## TRAVAIL À EFFECTUER
Recopier intégralement tout ce qui va de la ligne contenant « For every instance of the shrub » jusqu'à celle contenant « x=215 y=174 », ces deux lignes comprises, texte inclus. Ne modifier que les coordonnées des réponses : les multiplier par 0,45 et les arrondir à l'entier, les demis à l'entier supérieur.

## DONNÉES PRÉSENTÉES

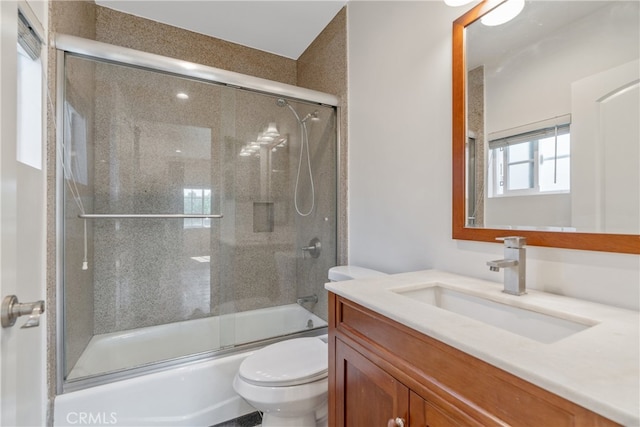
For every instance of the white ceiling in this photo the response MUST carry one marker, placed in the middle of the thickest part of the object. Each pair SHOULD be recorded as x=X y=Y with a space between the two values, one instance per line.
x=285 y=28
* * *
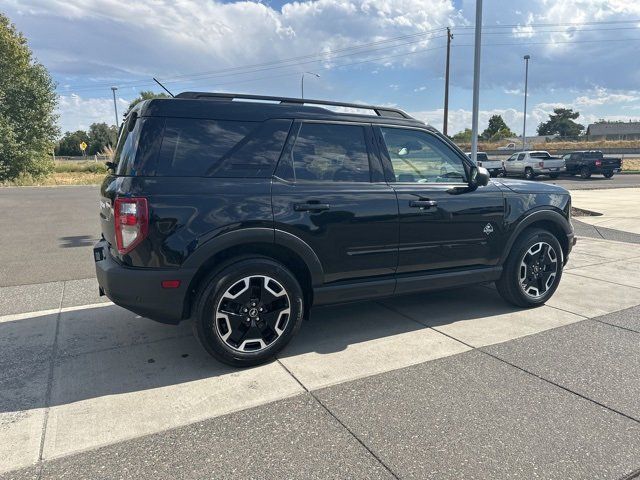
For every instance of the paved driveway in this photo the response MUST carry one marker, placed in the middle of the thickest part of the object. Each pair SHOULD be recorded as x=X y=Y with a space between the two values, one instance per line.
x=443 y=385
...
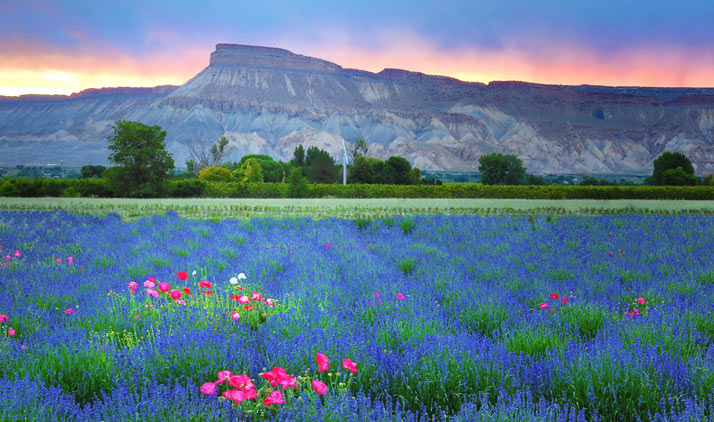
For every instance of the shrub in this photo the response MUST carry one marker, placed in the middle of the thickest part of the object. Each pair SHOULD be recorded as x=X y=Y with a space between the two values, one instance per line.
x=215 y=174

## SORTIE ATTENDUE
For every instance of the shrub in this photo the response MUST carry one marker, placed in the middle of the thickest part of the object. Each pair SHOULD be recorded as x=X y=Y with a space between the two values, one instance per line.
x=97 y=78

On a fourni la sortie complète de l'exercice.